Watch: Middlemarch is so sprawling, it’s hard for it to be captured in a film, but it was made into a 1994 BBC TV series. It was also updated and Americanised in a 2017 gender-bent, vlog-style webseries, Middlemarch: The Serieswhich you can check out on YouTube. It is the perfect kind of story for this era we are in of long-form TV, so I hope it gets made into a Netflix or HBO series!

If you like Middlemarch, also try: The Mayor of Casterbridge by Thomas Hardy.

1905: House of Mirth

By Edith Wharton

Edith Wharton is a fine observer of social convention; she was an American writer, looking particularly at upper-class society in New York, and House of Mirth brings us the character of Lily Bart, a refined, clever and complex woman brought up to wealth but at a stage in her life where she is economically vulnerable.

In an excruciating account, the novel traces her slow slide into increasing vulnerability and dependence on other people, particularly men.

House of Mirth is implicitly feminist in the way in which it shows us how a woman’s security is tied up in finding a relationship that can support her.

For all her personal resources – Lily Bart is bright, engaged and very beautiful – she is at 29 considered old for a single woman, and the rising panic the reader feels as she finds herself increasingly compromised and unmarried makes it an uncomfortable read. She is a heroine for whom we feel profound sympathy.

On the edge: Gillian Anderson as Lily Bart in the 2000 film version of House of Mirth.

Wharton has an extraordinary way of rendering the viciousness of polite society. She is a novelist of her time with a genuine eye for how society works, which is one of the reasons it is a great read for us today in societies that claim to be classless but actually have all these finely drawn lines and rules that everybody understands, but aren’t always spoken.

- Information shown:
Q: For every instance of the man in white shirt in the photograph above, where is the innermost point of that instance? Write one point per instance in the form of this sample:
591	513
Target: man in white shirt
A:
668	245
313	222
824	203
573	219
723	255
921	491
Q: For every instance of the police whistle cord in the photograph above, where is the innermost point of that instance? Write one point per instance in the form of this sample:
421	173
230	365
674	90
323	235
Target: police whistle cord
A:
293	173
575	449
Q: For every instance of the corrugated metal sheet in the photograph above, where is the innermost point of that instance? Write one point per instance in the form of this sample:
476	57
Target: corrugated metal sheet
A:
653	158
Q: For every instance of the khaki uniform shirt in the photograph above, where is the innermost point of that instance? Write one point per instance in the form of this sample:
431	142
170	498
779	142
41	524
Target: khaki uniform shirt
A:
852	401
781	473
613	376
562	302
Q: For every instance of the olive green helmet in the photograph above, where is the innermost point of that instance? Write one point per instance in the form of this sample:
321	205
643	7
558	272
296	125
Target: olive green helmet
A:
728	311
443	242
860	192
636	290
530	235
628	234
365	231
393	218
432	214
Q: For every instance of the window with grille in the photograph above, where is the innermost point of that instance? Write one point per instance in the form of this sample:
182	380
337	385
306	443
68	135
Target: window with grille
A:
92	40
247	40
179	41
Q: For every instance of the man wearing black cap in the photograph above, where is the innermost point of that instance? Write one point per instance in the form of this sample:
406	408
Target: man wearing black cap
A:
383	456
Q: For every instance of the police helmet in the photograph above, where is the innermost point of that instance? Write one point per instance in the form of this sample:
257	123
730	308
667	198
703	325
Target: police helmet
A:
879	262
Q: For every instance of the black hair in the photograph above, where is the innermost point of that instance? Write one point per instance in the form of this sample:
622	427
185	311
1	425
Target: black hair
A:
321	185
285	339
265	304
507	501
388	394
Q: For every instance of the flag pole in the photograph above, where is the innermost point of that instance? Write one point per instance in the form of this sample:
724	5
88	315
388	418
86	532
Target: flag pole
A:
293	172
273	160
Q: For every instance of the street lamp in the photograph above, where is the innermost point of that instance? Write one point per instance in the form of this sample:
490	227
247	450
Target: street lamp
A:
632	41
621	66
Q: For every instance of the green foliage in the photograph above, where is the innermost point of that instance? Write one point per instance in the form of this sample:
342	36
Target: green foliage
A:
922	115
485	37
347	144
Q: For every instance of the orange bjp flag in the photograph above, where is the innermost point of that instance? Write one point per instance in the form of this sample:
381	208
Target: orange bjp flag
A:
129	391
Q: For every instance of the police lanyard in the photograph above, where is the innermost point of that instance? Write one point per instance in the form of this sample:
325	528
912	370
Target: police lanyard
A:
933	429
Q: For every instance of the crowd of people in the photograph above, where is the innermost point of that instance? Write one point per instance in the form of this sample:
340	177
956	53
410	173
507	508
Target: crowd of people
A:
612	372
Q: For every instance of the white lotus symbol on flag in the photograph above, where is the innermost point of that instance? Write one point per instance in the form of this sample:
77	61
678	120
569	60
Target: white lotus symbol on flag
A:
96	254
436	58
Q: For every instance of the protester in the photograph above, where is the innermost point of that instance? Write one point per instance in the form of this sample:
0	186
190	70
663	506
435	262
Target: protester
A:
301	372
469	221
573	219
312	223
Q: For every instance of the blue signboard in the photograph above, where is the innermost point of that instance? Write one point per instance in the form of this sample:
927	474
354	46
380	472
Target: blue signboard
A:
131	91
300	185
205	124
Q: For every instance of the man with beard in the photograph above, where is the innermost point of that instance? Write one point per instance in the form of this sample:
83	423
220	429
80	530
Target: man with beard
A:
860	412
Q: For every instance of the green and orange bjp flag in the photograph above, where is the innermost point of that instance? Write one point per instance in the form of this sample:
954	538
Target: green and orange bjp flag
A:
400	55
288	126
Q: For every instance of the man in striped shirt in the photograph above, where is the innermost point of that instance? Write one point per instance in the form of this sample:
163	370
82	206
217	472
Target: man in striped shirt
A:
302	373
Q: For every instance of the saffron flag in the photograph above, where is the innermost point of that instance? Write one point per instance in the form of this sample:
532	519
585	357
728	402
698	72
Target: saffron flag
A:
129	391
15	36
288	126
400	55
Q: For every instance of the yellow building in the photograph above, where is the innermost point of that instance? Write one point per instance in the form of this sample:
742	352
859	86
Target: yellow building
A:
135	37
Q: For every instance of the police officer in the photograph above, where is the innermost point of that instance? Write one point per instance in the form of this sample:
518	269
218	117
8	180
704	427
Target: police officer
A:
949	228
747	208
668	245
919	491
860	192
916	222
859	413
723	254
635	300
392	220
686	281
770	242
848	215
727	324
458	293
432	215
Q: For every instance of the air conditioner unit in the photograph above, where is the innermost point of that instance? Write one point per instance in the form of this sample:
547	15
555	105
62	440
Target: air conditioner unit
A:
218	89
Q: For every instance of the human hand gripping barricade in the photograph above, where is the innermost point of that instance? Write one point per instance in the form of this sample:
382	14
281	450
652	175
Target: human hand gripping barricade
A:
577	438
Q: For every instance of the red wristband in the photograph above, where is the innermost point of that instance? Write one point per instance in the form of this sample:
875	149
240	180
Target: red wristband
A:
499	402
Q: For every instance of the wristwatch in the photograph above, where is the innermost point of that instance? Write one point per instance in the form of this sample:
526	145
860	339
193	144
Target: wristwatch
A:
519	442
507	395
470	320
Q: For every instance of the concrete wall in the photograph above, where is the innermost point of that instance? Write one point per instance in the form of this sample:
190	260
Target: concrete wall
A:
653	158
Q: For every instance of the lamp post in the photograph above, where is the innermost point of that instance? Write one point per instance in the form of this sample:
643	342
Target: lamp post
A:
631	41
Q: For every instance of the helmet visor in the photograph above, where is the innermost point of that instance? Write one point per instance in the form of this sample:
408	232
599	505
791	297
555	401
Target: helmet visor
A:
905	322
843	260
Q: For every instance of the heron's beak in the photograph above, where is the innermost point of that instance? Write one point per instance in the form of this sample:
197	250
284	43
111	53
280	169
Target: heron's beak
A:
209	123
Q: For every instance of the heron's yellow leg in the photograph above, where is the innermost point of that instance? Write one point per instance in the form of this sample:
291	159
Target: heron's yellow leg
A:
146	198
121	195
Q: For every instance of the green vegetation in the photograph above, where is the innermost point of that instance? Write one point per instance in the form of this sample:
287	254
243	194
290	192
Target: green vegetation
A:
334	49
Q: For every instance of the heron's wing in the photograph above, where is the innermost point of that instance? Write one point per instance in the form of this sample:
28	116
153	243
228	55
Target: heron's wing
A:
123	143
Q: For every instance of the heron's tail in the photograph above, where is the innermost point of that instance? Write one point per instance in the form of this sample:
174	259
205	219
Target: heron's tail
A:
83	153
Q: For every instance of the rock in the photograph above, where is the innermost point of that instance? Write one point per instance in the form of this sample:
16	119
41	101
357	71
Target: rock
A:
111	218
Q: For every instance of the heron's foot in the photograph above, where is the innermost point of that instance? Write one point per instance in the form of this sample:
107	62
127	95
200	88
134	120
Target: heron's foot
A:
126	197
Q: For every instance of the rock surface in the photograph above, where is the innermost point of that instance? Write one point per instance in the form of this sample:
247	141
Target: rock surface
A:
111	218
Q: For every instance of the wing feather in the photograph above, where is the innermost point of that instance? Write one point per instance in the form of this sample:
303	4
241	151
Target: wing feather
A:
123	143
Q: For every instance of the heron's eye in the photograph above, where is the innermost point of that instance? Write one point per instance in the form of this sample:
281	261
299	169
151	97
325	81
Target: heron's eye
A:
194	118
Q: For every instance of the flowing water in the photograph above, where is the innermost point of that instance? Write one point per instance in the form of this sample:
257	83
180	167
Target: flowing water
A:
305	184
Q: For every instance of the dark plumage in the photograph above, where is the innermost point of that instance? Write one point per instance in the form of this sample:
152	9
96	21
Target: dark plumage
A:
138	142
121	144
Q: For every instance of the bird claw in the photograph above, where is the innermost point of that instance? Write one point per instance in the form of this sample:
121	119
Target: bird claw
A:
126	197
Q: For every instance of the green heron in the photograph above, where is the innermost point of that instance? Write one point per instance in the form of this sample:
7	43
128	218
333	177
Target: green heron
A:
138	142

- What the task asks:
Decide whether each statement below agrees with the text on Middlemarch and House of Mirth, and answer yes or no with the deciding words from that text quoted exactly. 1. Middlemarch was adapted as a BBC TV series in 1994. 2. Lily Bart was raised in poverty. 3. Gillian Anderson played Lily Bart in a 2000 film version of House of Mirth.

- In response:
1. Yes: "it was made into a 1994 BBC TV series"
2. No: "brought up to wealth but at a stage in her life where she is economically vulnerable"
3. Yes: "Gillian Anderson as Lily Bart in the 2000 film version of House of Mirth"